Exercise objective:
Copy every record exactly. Nothing may be skipped.
═══ Extracted information
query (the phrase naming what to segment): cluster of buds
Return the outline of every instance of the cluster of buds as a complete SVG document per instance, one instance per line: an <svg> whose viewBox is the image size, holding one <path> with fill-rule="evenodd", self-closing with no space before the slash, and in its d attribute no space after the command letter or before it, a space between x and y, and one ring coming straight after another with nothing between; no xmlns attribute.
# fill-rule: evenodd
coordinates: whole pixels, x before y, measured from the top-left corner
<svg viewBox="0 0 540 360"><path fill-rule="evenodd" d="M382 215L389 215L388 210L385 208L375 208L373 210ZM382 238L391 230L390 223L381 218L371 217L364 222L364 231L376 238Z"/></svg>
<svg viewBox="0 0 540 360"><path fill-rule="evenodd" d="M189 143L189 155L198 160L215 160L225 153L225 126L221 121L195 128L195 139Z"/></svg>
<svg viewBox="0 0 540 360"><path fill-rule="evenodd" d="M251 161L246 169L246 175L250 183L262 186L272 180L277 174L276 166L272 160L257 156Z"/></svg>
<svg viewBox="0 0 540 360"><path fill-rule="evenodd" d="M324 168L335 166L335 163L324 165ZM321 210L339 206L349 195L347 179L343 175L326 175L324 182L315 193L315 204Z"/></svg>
══════
Solution:
query (the phrase naming what to segment): cluster of buds
Return the outline of every instance of the cluster of buds as a complete SVG document per instance, one instance per line: an <svg> whose viewBox is the image size, holding one <path> with fill-rule="evenodd", self-closing with no space before the slash, and in its d attribute no space after the command letter or before it, a space between x and y, and one ring coming straight after another with nothing between; no xmlns attribute.
# fill-rule: evenodd
coordinates: whole pixels, x before y, measured from the top-left corner
<svg viewBox="0 0 540 360"><path fill-rule="evenodd" d="M382 215L389 215L388 210L385 208L375 208L373 210ZM382 238L391 230L390 223L381 218L371 217L364 222L364 231L376 238Z"/></svg>
<svg viewBox="0 0 540 360"><path fill-rule="evenodd" d="M189 143L189 155L198 160L215 160L225 153L225 126L221 121L195 128L195 139Z"/></svg>
<svg viewBox="0 0 540 360"><path fill-rule="evenodd" d="M251 161L246 169L246 175L250 183L262 186L272 180L277 174L276 166L272 160L257 156Z"/></svg>
<svg viewBox="0 0 540 360"><path fill-rule="evenodd" d="M324 168L335 166L335 163L324 165ZM321 210L339 206L349 195L347 179L343 175L326 175L324 182L315 193L315 204Z"/></svg>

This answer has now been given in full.